**Instructions to follow**
In the summary on product liability in an asset acquisition, what led the claimant to file her lawsuit, and whom did she sue? Answer in one to three sentences.

**Source**

Managing product liability risks during a company acquisition, especially involving a business with a history of product liability claims, is a critical concern. This holds true even in cases of asset acquisitions.

The Deal:

In November 2017, a company acquired the assets of another business that produced and sold an intrauterine device. This contraceptive was a T-shaped device wound with copper, designed to prevent pregnancy. The selling company had a track record of facing product liability claims. Despite this, the buyer did not assume any responsibility for injuries caused by the seller’s device before the asset purchase agreement was finalized.

The Lawsuit:

A claimant had the seller’s device implanted in 2010 and removed in 2016. During the removal process, a part of the device broke off and got embedded in the claimant’s uterus lining. Attempts to remove the embedded part surgically were unsuccessful, and the claimant’s doctor advised her to leave it in place. In response, the claimant initiated a lawsuit against multiple parties, including both the buyer and the seller. The case was heard in a Houston federal district court.

**Material provided**

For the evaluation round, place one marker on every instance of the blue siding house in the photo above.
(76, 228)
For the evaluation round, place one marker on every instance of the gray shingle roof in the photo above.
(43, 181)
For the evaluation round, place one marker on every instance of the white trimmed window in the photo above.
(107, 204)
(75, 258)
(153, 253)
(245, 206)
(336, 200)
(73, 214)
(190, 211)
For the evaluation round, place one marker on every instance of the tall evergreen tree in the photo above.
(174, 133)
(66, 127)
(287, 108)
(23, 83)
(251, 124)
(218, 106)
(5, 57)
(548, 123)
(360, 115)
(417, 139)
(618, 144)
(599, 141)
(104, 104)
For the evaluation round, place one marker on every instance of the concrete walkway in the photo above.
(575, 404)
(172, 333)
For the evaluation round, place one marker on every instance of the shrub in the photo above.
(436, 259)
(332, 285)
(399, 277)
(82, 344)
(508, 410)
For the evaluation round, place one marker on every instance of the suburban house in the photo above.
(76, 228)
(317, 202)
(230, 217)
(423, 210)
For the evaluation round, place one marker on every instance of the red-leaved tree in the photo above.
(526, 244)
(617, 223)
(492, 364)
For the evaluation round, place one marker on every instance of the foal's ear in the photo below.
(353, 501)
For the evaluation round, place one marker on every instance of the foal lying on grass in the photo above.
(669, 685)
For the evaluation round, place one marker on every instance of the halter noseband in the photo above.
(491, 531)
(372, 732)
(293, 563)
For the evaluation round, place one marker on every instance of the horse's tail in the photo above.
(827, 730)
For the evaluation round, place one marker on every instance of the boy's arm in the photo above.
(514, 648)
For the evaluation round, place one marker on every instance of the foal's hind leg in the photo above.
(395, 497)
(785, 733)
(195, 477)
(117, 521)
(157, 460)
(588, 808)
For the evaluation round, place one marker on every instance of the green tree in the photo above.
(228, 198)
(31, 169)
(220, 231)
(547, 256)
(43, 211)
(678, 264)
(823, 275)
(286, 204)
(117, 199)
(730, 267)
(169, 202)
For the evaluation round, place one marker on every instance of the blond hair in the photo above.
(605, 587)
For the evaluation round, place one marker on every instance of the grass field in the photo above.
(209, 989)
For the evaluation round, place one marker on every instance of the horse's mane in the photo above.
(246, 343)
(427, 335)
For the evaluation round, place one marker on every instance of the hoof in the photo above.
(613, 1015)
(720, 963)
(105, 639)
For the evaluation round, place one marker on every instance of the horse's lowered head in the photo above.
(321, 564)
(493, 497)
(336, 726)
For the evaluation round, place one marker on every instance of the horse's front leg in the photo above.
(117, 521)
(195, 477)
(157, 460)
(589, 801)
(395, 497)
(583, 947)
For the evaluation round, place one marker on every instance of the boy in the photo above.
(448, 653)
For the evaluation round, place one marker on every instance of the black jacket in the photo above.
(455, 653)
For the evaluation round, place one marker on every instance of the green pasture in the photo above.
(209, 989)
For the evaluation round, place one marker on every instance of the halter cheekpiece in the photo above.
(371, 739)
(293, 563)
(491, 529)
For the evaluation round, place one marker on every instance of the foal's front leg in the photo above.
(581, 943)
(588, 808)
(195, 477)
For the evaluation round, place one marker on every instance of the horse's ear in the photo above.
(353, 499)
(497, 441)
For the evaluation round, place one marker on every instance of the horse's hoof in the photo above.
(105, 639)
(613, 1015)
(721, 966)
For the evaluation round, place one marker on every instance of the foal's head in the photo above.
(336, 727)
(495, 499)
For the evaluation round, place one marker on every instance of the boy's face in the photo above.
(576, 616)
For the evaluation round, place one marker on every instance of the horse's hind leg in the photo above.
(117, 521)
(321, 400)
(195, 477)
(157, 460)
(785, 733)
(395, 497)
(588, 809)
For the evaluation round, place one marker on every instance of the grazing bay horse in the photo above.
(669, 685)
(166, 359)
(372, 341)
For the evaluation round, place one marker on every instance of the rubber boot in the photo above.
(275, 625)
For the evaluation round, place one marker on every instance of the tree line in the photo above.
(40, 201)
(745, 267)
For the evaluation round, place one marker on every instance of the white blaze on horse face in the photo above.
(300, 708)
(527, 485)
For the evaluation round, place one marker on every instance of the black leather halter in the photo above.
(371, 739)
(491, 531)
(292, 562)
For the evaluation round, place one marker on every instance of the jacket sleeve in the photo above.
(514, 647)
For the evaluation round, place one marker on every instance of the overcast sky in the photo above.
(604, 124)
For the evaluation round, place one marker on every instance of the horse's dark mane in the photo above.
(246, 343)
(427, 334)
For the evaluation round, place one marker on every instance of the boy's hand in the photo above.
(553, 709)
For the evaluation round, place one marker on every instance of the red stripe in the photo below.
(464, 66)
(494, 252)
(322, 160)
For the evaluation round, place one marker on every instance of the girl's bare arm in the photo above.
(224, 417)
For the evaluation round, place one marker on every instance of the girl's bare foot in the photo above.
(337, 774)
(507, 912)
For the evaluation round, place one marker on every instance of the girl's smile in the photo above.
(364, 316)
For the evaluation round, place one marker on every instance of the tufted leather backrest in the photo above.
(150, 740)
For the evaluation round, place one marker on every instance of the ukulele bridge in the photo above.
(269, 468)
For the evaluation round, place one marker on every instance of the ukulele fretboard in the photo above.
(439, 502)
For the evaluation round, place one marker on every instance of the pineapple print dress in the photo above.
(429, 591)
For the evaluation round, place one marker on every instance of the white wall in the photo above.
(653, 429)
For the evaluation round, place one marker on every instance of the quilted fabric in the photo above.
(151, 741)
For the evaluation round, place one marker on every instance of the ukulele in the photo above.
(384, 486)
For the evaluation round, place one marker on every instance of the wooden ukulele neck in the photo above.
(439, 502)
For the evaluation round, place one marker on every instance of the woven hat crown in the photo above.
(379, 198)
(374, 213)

**The answer**
When the device was removed in 2016, a piece broke off and became embedded in her uterus lining. Surgery failed to remove it, and her doctor advised leaving it in place. In response, she sued multiple parties, including both the buyer and the seller, in a Houston federal district court.